- Prompt:
The line containing "# mark a point on each instance of the blue towel;" and every line after it, through the end of the records below, are to be reproduced exactly, with the pictures left out.

- Material supplied:
+ + +

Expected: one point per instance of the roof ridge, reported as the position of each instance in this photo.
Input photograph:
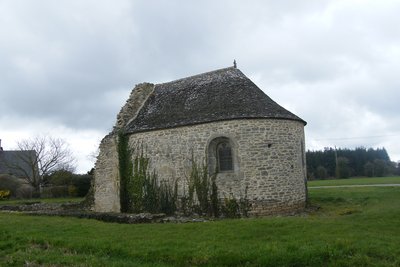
(198, 75)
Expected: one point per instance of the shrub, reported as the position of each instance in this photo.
(140, 190)
(4, 194)
(10, 183)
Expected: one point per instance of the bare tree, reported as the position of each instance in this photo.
(43, 155)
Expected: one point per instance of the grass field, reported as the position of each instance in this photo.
(43, 200)
(356, 181)
(353, 227)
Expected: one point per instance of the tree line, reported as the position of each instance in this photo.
(344, 162)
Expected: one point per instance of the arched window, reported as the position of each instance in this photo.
(224, 156)
(221, 155)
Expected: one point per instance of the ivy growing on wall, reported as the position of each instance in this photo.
(140, 190)
(125, 171)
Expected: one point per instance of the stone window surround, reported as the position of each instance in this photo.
(212, 160)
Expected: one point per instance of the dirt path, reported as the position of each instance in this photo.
(355, 185)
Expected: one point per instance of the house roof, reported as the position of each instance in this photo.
(15, 162)
(223, 94)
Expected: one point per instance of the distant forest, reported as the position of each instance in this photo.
(344, 163)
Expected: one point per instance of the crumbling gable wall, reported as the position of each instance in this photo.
(268, 160)
(106, 173)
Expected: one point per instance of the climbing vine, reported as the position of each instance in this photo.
(142, 191)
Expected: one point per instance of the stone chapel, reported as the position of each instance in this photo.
(220, 117)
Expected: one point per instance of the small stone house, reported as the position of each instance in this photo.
(254, 145)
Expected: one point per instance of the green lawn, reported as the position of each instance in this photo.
(353, 227)
(356, 181)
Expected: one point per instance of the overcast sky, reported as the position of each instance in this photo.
(67, 67)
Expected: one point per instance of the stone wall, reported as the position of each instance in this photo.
(268, 155)
(268, 159)
(106, 177)
(106, 174)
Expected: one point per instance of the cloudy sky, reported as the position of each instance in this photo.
(67, 67)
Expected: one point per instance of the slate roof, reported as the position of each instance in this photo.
(12, 160)
(223, 94)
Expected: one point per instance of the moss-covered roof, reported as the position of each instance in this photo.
(224, 94)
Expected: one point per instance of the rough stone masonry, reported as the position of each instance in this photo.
(222, 119)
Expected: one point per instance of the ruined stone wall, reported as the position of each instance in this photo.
(268, 159)
(106, 174)
(106, 177)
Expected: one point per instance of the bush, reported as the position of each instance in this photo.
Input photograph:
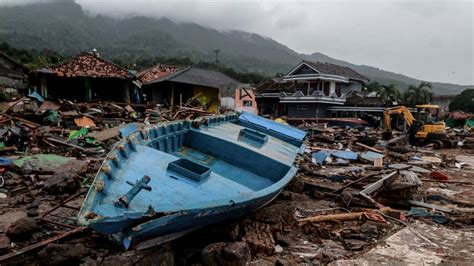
(4, 97)
(463, 102)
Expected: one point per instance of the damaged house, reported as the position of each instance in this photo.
(88, 77)
(308, 90)
(174, 85)
(13, 75)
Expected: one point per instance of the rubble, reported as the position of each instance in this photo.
(353, 193)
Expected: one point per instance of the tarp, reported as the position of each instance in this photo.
(470, 123)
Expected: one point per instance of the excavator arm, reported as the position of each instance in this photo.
(397, 110)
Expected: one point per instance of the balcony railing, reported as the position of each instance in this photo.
(315, 97)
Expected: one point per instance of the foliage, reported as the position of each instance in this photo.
(420, 94)
(31, 58)
(388, 93)
(64, 27)
(37, 59)
(463, 102)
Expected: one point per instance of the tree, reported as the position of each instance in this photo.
(388, 93)
(373, 86)
(420, 94)
(463, 102)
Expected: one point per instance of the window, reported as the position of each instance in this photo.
(301, 107)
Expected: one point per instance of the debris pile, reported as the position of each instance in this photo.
(353, 190)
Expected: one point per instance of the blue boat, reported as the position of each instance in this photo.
(166, 180)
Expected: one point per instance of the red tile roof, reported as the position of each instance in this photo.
(157, 72)
(87, 65)
(273, 85)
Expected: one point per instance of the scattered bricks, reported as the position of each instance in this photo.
(22, 228)
(227, 254)
(61, 254)
(259, 237)
(4, 243)
(438, 175)
(61, 182)
(374, 217)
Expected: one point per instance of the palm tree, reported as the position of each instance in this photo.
(388, 93)
(420, 94)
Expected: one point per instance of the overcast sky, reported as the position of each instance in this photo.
(425, 39)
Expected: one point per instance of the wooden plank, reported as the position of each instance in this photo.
(368, 147)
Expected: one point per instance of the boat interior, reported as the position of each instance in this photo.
(178, 167)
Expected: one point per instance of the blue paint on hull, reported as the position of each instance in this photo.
(174, 177)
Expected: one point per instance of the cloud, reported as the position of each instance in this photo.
(430, 40)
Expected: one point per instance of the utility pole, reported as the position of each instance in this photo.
(217, 51)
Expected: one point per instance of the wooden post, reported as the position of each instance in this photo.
(88, 85)
(172, 94)
(43, 87)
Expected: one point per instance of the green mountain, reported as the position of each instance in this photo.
(66, 28)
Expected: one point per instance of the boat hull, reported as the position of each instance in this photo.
(187, 221)
(173, 178)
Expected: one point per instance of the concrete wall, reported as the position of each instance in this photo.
(346, 88)
(312, 110)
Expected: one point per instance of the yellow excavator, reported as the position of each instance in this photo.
(424, 130)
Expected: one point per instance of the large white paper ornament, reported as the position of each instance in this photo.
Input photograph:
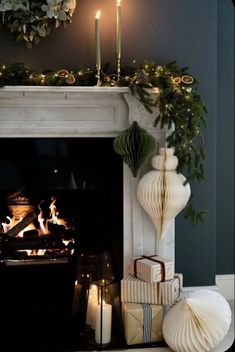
(197, 323)
(161, 192)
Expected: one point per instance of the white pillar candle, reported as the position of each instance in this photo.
(92, 299)
(76, 297)
(97, 38)
(119, 27)
(106, 323)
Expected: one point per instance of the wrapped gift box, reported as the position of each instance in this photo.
(153, 268)
(134, 290)
(142, 323)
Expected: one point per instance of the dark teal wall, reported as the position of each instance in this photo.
(166, 30)
(225, 140)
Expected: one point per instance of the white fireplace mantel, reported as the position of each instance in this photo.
(33, 111)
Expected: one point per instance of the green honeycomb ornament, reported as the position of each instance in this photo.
(134, 145)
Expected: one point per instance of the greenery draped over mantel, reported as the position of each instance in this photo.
(180, 106)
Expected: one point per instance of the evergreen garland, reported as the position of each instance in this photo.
(179, 103)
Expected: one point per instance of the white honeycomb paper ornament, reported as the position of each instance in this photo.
(161, 192)
(197, 323)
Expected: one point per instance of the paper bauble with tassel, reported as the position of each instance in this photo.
(162, 192)
(134, 145)
(197, 323)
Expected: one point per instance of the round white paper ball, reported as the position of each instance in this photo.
(198, 322)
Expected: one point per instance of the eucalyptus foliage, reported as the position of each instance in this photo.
(31, 20)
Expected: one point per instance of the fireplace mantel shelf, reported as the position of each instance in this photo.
(75, 112)
(78, 89)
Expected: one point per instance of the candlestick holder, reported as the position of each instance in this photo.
(98, 75)
(118, 66)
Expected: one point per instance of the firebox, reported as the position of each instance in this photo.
(55, 119)
(61, 213)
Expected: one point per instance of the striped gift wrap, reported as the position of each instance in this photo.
(134, 290)
(142, 323)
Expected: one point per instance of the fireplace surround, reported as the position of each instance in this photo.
(90, 112)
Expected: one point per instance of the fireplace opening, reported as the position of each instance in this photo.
(61, 216)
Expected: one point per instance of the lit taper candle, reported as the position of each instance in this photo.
(97, 38)
(119, 28)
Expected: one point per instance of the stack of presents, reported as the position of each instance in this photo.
(146, 295)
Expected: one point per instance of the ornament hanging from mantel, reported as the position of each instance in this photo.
(134, 145)
(162, 192)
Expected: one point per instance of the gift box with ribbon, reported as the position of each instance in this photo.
(142, 323)
(153, 268)
(134, 290)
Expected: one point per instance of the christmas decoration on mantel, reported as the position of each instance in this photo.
(161, 192)
(180, 106)
(29, 21)
(134, 145)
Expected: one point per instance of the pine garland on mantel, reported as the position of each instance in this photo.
(179, 104)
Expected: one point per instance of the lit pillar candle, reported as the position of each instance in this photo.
(92, 300)
(97, 38)
(106, 323)
(119, 28)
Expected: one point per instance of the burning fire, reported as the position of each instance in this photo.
(28, 228)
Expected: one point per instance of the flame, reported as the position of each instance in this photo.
(41, 228)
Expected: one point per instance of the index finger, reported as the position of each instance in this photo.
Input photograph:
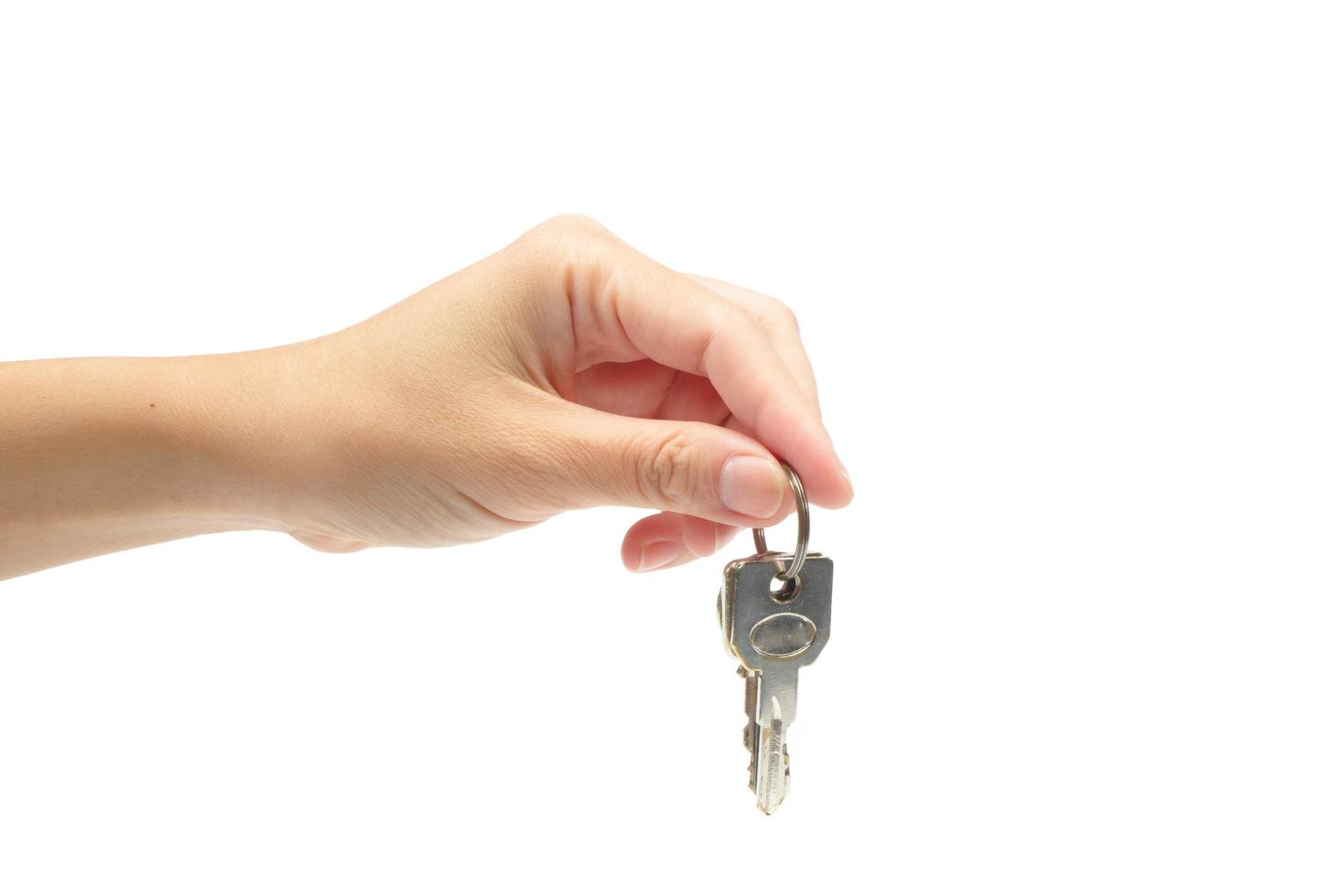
(629, 305)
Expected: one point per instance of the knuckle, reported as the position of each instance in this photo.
(666, 472)
(786, 317)
(574, 226)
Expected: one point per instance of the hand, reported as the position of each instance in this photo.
(566, 371)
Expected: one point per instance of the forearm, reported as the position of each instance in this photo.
(102, 454)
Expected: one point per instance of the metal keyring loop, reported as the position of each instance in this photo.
(800, 552)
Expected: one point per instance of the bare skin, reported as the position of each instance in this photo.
(565, 371)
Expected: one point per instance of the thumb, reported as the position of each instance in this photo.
(691, 468)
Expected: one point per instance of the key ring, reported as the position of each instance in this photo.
(800, 552)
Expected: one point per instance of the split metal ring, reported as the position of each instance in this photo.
(800, 552)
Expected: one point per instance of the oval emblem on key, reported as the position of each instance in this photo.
(783, 635)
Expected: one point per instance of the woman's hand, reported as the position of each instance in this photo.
(566, 371)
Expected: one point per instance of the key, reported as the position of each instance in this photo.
(773, 629)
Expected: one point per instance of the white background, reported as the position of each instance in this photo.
(1070, 275)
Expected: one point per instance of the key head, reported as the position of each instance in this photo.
(766, 624)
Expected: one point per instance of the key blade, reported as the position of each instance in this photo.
(772, 761)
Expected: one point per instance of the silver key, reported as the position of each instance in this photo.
(774, 627)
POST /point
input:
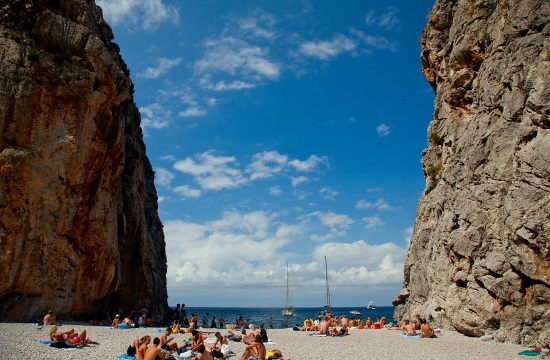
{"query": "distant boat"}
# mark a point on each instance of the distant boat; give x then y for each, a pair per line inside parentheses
(327, 310)
(288, 310)
(371, 306)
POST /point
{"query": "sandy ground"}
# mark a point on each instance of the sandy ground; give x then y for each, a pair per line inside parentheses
(21, 341)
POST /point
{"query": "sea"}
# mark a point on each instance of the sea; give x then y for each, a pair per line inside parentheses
(272, 317)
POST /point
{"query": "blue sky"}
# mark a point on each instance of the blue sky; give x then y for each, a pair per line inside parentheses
(280, 131)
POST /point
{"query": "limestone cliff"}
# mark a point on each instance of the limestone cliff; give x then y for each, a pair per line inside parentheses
(79, 229)
(479, 257)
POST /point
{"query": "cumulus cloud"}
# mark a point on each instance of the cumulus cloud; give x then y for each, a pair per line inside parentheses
(383, 130)
(372, 221)
(328, 49)
(147, 13)
(186, 192)
(164, 65)
(266, 164)
(310, 164)
(212, 172)
(237, 57)
(163, 176)
(387, 19)
(243, 251)
(155, 116)
(379, 204)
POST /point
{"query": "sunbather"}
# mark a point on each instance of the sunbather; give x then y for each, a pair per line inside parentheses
(257, 348)
(426, 330)
(408, 328)
(166, 342)
(154, 352)
(138, 347)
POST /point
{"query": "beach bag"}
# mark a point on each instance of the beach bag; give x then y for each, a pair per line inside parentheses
(225, 350)
(273, 354)
(216, 353)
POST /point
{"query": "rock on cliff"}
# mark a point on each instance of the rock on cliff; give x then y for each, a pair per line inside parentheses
(479, 257)
(79, 228)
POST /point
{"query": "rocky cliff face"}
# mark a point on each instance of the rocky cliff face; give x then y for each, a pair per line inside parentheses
(79, 229)
(479, 258)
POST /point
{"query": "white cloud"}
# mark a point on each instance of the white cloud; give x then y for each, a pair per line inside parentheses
(383, 130)
(360, 262)
(212, 172)
(164, 65)
(380, 204)
(155, 116)
(186, 191)
(328, 49)
(332, 219)
(163, 176)
(297, 180)
(147, 13)
(311, 164)
(193, 111)
(266, 164)
(234, 85)
(372, 221)
(329, 193)
(388, 19)
(238, 58)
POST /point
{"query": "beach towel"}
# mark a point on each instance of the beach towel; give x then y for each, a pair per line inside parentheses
(126, 356)
(409, 336)
(529, 353)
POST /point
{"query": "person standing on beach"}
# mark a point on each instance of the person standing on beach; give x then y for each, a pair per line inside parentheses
(257, 348)
(49, 319)
(154, 353)
(166, 342)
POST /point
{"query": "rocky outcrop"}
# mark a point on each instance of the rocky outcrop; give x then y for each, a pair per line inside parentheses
(79, 229)
(479, 257)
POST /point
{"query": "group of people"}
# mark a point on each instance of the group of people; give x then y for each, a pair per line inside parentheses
(418, 326)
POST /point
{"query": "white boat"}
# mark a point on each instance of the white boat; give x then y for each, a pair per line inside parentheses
(327, 310)
(371, 306)
(288, 310)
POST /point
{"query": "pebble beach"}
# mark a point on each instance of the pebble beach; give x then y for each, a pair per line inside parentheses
(22, 341)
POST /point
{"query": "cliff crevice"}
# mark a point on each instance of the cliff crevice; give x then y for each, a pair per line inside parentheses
(479, 257)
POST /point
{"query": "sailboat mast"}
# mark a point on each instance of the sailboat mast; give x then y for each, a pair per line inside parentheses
(326, 279)
(287, 285)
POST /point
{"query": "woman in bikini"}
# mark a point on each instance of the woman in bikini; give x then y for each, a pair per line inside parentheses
(138, 347)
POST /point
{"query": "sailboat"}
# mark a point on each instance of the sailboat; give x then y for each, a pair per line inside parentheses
(327, 310)
(288, 310)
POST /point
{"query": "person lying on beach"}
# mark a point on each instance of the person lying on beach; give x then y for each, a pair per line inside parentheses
(154, 353)
(247, 338)
(59, 336)
(49, 319)
(323, 327)
(138, 347)
(166, 342)
(408, 328)
(308, 324)
(257, 348)
(116, 321)
(220, 339)
(369, 324)
(197, 344)
(426, 330)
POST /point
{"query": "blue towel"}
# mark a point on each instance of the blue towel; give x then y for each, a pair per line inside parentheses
(125, 356)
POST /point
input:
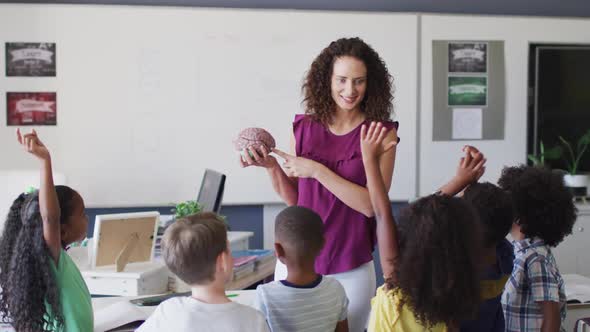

+ + +

- Exercise response:
# mark a point on each instance of the blue towel; give x then y for each, a pair per line inside parentheses
(125, 356)
POST /point
input:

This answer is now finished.